[Material to process]
#####

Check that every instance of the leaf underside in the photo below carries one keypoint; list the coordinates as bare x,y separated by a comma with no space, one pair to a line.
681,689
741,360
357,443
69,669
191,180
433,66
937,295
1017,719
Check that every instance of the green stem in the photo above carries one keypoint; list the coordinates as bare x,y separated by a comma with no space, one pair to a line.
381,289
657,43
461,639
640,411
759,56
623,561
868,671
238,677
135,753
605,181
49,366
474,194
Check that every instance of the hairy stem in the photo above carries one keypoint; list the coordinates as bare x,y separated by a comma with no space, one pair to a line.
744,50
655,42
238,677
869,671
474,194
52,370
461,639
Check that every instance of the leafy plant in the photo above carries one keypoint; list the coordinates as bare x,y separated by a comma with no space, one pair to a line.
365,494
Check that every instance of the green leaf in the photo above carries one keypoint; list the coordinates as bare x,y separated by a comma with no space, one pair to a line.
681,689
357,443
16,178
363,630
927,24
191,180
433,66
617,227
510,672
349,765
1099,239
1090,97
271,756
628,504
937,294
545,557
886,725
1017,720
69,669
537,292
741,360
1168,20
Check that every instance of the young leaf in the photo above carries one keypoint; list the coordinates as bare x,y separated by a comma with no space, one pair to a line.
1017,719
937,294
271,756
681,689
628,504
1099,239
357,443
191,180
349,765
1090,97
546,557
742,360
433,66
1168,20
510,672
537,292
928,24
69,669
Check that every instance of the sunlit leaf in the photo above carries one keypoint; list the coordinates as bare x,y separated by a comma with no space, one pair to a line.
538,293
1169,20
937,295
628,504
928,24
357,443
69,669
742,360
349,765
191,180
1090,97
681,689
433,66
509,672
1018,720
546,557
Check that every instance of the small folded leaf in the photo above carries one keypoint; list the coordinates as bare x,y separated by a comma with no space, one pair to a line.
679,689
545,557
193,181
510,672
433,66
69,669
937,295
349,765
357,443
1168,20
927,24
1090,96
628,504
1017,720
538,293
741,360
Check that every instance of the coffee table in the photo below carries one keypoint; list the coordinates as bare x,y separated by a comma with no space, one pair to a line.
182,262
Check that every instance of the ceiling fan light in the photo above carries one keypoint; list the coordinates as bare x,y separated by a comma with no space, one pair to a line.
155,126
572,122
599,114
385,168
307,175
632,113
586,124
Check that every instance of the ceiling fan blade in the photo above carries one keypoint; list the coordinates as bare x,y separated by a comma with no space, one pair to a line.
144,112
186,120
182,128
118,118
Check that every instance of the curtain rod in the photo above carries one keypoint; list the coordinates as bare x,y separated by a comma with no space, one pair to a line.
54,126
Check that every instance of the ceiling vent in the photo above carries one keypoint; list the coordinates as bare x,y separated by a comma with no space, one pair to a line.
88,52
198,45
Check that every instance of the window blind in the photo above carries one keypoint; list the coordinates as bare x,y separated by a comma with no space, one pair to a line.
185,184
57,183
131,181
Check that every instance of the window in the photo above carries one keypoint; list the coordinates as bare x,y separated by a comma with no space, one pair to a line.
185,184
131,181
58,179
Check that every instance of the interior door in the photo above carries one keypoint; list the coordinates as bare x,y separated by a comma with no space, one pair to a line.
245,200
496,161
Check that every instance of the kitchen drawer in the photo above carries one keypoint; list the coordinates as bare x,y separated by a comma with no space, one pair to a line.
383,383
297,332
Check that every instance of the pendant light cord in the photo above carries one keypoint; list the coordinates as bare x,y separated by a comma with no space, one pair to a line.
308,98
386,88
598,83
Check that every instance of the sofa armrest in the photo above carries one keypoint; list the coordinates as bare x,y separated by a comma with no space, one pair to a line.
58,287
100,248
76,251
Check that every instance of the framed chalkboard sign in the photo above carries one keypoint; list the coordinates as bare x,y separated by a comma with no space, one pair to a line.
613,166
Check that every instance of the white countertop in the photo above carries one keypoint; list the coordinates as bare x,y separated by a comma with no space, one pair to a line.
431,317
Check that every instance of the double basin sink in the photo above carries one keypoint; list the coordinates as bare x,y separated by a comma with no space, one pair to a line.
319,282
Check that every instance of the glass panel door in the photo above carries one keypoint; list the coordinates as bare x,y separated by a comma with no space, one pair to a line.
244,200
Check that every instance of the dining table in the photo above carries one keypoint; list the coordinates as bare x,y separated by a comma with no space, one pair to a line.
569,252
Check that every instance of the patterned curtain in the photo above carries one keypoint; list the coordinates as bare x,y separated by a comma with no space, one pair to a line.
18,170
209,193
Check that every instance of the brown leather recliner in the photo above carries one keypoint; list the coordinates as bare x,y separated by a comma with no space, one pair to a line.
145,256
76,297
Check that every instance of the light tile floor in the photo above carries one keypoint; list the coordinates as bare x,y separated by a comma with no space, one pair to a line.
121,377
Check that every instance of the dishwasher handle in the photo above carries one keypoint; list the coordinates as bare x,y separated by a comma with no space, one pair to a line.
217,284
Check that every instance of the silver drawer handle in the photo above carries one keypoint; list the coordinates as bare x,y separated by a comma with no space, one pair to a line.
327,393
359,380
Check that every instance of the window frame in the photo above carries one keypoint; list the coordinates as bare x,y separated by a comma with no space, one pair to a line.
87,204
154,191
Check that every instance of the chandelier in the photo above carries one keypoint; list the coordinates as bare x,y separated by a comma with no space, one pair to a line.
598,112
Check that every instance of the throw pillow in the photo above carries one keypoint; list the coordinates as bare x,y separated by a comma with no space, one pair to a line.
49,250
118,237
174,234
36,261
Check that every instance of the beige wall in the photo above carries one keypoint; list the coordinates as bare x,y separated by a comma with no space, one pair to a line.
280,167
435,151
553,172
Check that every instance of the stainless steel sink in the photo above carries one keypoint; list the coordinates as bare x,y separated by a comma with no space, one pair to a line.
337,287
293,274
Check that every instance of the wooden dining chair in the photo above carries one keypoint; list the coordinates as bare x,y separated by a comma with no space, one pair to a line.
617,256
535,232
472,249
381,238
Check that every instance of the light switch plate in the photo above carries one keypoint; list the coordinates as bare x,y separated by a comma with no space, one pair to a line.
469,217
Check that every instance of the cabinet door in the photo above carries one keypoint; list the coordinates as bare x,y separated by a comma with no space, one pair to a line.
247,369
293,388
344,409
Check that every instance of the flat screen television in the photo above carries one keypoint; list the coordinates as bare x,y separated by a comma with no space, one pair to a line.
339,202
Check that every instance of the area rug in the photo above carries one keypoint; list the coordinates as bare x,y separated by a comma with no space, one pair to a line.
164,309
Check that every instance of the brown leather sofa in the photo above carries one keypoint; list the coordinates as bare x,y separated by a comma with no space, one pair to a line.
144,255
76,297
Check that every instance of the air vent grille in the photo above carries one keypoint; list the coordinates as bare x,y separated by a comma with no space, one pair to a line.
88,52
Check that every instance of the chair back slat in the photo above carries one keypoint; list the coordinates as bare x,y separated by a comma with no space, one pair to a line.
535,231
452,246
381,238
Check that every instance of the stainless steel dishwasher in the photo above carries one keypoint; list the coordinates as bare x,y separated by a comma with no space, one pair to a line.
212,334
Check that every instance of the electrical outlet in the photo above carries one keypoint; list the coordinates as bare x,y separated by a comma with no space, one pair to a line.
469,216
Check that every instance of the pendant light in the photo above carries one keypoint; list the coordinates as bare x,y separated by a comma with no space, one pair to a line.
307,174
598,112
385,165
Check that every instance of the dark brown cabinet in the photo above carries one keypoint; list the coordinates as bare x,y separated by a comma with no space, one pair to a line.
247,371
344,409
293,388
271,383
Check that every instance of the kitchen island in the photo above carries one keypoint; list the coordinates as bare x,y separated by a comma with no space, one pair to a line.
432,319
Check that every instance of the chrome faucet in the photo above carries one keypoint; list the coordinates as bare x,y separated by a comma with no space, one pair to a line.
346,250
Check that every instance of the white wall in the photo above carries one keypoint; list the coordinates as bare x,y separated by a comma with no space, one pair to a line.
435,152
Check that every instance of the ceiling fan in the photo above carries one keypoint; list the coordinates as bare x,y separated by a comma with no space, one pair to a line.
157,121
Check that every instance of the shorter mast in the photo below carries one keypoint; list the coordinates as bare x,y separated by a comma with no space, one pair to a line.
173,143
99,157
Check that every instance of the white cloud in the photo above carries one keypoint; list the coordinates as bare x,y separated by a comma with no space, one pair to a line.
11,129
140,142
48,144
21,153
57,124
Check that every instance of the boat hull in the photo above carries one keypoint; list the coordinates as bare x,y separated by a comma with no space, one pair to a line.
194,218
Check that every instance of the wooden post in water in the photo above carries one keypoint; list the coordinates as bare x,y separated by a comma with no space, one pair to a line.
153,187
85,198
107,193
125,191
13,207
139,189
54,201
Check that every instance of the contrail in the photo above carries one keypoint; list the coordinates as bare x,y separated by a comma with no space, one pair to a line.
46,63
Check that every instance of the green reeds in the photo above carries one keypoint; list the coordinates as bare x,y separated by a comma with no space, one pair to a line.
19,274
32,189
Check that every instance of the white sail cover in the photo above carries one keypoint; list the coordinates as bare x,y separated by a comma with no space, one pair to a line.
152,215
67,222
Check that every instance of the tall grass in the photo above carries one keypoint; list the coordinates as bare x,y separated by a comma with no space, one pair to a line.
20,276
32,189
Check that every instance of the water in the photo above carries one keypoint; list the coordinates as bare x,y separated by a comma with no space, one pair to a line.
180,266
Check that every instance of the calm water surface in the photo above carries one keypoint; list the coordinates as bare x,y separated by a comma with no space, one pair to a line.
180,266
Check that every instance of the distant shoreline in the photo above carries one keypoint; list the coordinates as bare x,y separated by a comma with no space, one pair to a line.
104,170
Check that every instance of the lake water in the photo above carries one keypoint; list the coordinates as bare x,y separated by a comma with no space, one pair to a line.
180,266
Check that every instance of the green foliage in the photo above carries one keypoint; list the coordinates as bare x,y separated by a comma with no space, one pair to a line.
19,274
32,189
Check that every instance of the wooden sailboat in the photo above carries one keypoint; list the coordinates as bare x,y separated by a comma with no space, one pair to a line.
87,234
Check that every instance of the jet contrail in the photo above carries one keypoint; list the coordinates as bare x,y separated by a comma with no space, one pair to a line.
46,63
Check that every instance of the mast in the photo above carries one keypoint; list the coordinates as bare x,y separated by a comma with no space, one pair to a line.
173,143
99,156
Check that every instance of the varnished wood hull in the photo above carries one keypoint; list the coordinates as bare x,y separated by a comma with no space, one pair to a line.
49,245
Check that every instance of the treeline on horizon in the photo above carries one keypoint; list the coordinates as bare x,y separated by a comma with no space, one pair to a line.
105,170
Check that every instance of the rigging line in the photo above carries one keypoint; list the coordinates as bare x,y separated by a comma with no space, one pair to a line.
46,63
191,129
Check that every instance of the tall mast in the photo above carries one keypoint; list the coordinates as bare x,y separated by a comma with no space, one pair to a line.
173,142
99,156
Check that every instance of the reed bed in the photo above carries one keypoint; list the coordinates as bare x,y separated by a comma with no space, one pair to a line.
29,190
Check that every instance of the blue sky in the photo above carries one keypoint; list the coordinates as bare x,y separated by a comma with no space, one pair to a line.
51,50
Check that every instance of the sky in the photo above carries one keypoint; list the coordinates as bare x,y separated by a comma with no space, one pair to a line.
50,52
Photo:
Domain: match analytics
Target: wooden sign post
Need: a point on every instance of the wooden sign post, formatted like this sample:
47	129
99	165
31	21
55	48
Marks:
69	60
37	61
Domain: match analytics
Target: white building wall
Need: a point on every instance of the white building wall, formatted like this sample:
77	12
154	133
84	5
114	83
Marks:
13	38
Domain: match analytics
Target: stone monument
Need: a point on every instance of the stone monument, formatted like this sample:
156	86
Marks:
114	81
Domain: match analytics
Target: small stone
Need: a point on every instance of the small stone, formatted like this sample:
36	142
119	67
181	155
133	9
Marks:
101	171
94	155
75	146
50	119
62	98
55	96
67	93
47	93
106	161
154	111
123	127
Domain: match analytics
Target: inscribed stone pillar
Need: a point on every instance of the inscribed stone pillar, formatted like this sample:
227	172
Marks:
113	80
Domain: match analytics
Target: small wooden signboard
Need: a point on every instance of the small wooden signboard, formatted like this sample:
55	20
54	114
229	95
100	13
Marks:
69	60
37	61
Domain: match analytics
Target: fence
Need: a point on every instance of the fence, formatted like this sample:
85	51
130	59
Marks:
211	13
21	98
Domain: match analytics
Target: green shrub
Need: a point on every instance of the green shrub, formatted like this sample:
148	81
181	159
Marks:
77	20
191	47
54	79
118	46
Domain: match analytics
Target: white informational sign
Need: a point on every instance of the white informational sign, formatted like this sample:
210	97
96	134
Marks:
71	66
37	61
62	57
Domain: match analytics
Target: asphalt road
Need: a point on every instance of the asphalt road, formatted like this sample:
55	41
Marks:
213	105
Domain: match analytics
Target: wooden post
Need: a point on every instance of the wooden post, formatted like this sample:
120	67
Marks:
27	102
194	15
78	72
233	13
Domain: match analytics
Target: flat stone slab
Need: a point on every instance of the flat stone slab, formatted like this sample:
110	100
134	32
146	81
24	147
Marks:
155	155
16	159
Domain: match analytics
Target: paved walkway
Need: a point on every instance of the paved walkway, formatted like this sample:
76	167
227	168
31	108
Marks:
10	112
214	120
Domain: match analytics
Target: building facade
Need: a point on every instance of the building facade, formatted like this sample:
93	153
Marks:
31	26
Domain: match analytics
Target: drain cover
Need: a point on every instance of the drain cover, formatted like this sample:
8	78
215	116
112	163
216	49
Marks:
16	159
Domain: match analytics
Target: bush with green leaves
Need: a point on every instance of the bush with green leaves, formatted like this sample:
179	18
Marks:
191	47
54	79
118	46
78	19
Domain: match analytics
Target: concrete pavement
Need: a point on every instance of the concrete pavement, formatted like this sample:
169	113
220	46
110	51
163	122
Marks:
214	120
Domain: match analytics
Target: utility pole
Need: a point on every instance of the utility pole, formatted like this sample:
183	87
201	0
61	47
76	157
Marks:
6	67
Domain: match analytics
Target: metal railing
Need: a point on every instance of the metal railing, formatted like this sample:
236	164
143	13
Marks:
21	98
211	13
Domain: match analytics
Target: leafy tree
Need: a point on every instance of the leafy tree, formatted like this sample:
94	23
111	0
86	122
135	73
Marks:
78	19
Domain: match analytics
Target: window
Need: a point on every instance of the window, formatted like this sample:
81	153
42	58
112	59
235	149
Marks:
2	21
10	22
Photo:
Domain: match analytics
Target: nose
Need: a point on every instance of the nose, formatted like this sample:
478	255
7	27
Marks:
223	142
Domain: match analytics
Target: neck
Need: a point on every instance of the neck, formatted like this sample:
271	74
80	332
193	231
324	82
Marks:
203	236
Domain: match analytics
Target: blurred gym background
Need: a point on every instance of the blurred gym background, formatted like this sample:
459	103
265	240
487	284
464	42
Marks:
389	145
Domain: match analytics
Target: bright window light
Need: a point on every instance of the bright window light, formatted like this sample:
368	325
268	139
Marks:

#####

[Written exercise] Collect every line in the entries above that contains the string "pavement", and copy each one in its original order.

[Written response]
Target: concrete pavement
Need: a point on every instance of the concrete pavement, formatted like this sample:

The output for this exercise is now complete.